# Textausschnitt:
* * *

Das Kloster selbst beeindruckt vor allem durch seine malerische Lage am Südhang des nördlichen Hügelzuges, die einen wunderschönen Blick über das flache Inselinnere ermöglicht. Am schönsten ist dieser Blick vom Klostergarten aus, den wir aber erst in den letzten fünf Minuten unseres Aufenthaltes entdecken. Die Kirche wiederum ist ein vergleichsweise niedriger und sakral eher spärlich ausgeschmückter Saal, wenn man von ein paar ebenso bunten wie modernen Glasfenstern absieht.
Auf dem Weg zurück ins Stadtzentrum legen wir auf einem Parkplatz mit herrlichem Blick über die Stadt einen kleinen Zwischenstopp ein. Man könnte, wenn man sich satt gesehen hat, auch an einem der vielen Marktstände das eine oder andere regionale Produkt erwerben, wir begnügen uns aber mit ein paar schönen Panoramafotos, ehe uns der quirlige Verkehr der Hauptstadt wieder aufnimmt. Entlang der Route liegen diverse offizielle Gebäude direkt nebeneinander entlang derselben Straße. Das ist praktisch, denn so kann man diese „glorreichen Sieben” quasi in einem Streich erledigen.
Port of Spain besitzt einen botanischen Garten, der sich aber auf Bäume der verschiedensten Arten beschränkt. Man versäumt also, wenn der Aufenthalt auf 20 Minuten begrenzt ist, nicht allzu viel. Leider kommt es bei einem der anderen Busse zu einem kleinen Unfall, eine Mitreisende fällt beim Aussteigen in einen Schacht und muss medizinisch versorgt werden. Für alle anderen geht es nun bei strömendem Regen zurück zum Schiff. Von dem, was die Insel ausmacht, hätten wir bestenfalls die Spitze des Eisbergs gestreift, sagt Marc zum Abschied. Ich denke, er hat recht.

* * *

Einträge aus einer Datenquelle:

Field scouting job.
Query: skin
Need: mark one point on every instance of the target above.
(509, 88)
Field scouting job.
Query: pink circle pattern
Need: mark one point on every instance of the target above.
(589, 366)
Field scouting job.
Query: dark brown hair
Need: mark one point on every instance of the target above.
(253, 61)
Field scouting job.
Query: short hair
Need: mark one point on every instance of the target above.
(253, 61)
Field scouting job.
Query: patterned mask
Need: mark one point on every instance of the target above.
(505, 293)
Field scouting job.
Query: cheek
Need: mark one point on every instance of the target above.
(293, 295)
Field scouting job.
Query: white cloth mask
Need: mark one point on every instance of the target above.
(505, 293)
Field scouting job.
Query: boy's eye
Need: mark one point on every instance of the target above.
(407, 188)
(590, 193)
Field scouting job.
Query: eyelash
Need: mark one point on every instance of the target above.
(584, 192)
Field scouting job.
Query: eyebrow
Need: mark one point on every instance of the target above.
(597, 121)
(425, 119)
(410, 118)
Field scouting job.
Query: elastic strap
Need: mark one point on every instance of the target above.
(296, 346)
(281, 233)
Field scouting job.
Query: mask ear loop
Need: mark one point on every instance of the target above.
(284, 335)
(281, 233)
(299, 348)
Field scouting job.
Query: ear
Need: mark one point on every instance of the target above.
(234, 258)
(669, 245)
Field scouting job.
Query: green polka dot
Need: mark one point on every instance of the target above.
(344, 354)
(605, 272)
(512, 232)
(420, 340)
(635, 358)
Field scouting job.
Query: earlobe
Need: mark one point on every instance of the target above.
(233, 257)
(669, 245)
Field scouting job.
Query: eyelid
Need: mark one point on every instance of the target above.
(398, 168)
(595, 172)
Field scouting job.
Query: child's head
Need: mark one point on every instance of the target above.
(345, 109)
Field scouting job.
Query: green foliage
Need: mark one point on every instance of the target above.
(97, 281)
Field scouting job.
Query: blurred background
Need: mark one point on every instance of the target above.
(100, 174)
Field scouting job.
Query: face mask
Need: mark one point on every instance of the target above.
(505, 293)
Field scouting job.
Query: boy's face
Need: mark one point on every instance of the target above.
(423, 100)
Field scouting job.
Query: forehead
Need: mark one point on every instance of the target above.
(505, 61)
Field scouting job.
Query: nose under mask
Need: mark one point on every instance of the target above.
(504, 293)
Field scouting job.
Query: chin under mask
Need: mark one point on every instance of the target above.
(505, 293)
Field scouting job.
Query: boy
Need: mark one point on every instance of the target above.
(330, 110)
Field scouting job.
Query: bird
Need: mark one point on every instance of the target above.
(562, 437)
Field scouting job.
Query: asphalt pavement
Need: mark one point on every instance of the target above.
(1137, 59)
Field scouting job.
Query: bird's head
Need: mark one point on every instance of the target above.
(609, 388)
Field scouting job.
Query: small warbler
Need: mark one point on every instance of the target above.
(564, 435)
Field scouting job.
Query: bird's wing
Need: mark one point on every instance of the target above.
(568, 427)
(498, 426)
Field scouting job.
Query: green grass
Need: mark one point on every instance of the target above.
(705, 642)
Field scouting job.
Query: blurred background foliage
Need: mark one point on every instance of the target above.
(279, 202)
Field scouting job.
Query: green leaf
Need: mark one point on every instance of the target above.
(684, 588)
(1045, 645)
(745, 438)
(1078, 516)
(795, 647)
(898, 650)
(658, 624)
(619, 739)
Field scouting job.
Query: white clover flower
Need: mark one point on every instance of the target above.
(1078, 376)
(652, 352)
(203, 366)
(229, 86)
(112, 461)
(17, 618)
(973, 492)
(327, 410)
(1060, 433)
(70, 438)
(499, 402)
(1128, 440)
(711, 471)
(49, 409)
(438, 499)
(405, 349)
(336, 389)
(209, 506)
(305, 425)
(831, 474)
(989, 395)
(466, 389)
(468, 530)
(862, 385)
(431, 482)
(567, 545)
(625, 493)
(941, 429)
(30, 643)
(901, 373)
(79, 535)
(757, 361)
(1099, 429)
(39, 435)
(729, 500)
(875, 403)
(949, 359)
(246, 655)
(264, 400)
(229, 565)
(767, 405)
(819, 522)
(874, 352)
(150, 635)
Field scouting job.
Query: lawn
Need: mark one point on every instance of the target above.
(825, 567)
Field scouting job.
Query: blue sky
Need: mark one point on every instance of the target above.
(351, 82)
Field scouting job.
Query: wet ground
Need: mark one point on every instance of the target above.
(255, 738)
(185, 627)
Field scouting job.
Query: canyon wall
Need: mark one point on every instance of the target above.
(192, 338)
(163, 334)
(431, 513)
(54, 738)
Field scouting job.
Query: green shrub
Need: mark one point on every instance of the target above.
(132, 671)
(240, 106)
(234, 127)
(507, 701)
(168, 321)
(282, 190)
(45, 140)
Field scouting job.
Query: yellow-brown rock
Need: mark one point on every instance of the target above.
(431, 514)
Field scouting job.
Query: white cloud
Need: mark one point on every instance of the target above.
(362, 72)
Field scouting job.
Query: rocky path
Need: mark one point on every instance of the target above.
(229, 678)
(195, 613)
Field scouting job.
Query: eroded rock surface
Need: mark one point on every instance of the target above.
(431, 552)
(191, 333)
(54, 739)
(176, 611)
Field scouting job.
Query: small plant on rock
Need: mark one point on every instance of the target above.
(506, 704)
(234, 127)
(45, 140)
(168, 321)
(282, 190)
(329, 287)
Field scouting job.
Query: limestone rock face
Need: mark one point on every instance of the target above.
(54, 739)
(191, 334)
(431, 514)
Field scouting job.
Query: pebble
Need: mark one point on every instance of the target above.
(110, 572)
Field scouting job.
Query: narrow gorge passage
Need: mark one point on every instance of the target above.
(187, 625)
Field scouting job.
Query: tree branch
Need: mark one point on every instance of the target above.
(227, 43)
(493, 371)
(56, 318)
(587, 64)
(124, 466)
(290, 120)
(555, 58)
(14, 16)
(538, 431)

* * *

# Zu bearbeitende Aufgaben:
**1.** Führen Sie alle Merkmale auf, die der Reisebericht der Kirche des Klosters zuschreibt.
**2.** Ermitteln Sie, wie viele Zeilen der Datensätze die Zeichenfolge „green“ enthalten, und nennen Sie nur diese Zahl. Dabei ist die Groß- und Kleinschreibung zu beachten.

# Lösungen der Aufgaben:
**1.**
- vergleichsweise niedrig
- ein Saal
- sakral eher spärlich ausgeschmückt
- ein paar ebenso bunte wie moderne Glasfenster

**2.** 5